### PROBLEM TO SOLVE:
According to the race recap below, how many miles did Nettie end up running at the Winter Trail Marathon in Indiana?

### SOURCE DOCUMENT:
/---
Today’s blog post is a guest post from remote training client Nettie who ran her first 100 miler last weekend!  I simply loved her race recap and thought you might enjoy reading it to; race recaps are a GREAT way to learn no matter if you are a seasoned veteran or thinking about signing up for your first ultra.  I hope you enjoy reading about Nettie’s experience  as much as I did 🙂

Burning River 102.2


Last winter after finishing JFK 50 that crazy dream started in my head of trying to finish a 100 mile race.  In January I ran Winter Trail Marathon in Indiana (where my light locked up in dim mode on me and I got lost and ran 30 miles instead of 26 and DNFed because I didn’t find the finish line in time).  As crazy as it sounds this DNF made me think that maybe-maybe I can run 100 miles, because I didn’t panic in Indiana, I ended up troubleshooting it and fining my way out.
\---
### DATASET EXTRACT:
/---
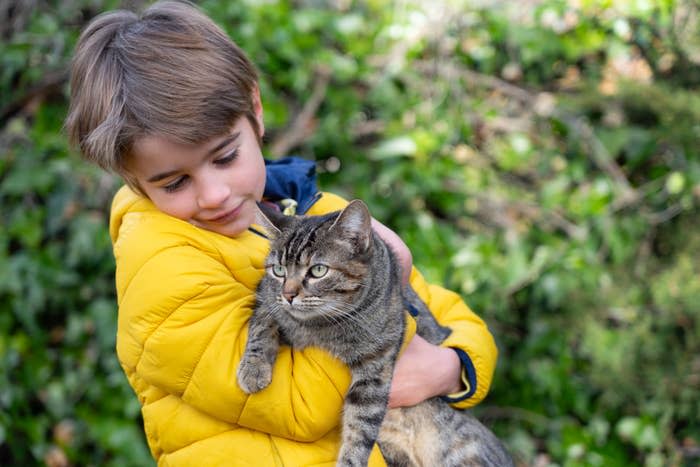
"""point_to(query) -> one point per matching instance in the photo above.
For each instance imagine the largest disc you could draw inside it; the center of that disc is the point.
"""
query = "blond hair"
(170, 72)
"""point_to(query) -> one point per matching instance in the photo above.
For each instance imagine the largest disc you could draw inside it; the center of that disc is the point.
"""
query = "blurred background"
(540, 157)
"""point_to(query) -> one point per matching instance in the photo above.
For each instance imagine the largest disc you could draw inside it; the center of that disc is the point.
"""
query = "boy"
(171, 104)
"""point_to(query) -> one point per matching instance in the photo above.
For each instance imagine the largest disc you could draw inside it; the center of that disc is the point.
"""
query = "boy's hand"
(403, 254)
(424, 371)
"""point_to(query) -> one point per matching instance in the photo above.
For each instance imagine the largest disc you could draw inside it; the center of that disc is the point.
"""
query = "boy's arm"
(185, 333)
(470, 339)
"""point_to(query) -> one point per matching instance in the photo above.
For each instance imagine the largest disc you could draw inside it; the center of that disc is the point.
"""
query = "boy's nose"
(212, 194)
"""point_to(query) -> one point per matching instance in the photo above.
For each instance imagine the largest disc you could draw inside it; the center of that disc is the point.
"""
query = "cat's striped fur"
(334, 284)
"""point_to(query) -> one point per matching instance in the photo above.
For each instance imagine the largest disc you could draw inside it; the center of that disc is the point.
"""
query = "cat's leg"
(255, 368)
(365, 406)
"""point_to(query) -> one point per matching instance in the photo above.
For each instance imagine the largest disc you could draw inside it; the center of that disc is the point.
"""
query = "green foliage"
(541, 160)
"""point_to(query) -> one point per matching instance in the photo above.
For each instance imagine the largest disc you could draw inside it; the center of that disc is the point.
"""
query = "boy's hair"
(171, 72)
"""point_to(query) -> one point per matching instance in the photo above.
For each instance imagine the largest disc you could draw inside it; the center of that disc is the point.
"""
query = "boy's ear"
(271, 219)
(257, 107)
(354, 225)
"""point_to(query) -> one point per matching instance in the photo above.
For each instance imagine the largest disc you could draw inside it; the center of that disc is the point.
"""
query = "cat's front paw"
(254, 374)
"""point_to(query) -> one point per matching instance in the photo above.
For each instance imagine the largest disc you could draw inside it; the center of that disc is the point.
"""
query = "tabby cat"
(334, 284)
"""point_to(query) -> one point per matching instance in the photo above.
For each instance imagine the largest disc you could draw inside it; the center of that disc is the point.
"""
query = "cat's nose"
(289, 296)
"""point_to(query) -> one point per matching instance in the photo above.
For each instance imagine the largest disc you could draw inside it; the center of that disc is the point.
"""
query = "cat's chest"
(338, 340)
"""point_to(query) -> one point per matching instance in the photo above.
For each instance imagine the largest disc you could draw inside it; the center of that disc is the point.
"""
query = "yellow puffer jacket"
(185, 296)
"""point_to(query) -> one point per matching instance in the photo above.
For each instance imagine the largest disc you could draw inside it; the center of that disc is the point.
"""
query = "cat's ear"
(354, 224)
(271, 219)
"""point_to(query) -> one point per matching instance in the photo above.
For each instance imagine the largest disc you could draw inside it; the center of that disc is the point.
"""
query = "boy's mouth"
(226, 217)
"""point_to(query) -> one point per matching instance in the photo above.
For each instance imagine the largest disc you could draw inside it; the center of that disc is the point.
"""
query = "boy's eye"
(175, 184)
(227, 158)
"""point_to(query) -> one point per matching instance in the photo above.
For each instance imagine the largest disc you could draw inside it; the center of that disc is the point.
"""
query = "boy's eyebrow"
(222, 144)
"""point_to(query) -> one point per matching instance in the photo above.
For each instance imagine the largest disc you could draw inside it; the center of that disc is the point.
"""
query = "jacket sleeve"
(185, 334)
(470, 338)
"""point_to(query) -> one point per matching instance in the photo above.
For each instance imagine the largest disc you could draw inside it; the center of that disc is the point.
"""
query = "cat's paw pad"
(254, 374)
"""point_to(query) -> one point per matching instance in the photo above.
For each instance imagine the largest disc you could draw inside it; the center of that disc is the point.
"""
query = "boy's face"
(214, 185)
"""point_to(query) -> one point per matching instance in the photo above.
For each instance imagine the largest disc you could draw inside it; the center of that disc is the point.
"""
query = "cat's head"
(317, 264)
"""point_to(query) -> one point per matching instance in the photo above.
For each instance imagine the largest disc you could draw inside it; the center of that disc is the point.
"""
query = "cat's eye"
(318, 270)
(279, 270)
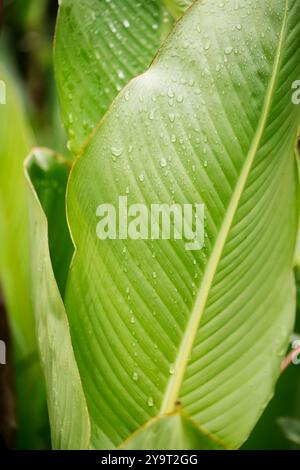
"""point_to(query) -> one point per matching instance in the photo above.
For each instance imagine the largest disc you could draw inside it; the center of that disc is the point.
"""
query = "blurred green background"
(31, 117)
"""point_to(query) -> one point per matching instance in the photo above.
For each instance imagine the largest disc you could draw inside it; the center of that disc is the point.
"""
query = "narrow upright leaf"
(68, 414)
(100, 46)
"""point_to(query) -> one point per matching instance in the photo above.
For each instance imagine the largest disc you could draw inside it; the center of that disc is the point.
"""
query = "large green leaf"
(47, 176)
(15, 141)
(100, 45)
(177, 7)
(155, 326)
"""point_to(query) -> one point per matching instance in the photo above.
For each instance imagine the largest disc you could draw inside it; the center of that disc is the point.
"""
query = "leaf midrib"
(174, 384)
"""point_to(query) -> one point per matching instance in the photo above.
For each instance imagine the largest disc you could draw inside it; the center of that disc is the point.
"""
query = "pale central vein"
(174, 384)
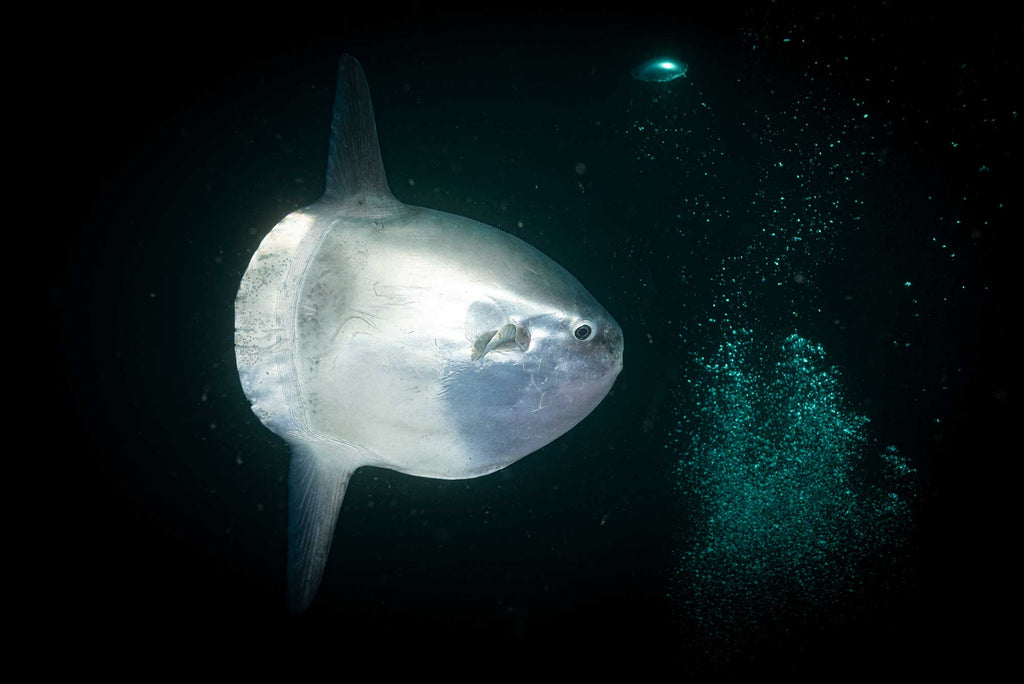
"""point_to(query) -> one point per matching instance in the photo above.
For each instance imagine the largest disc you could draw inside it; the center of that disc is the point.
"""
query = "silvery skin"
\---
### PROBLEM SOLUTION:
She ran 30 miles instead of 26.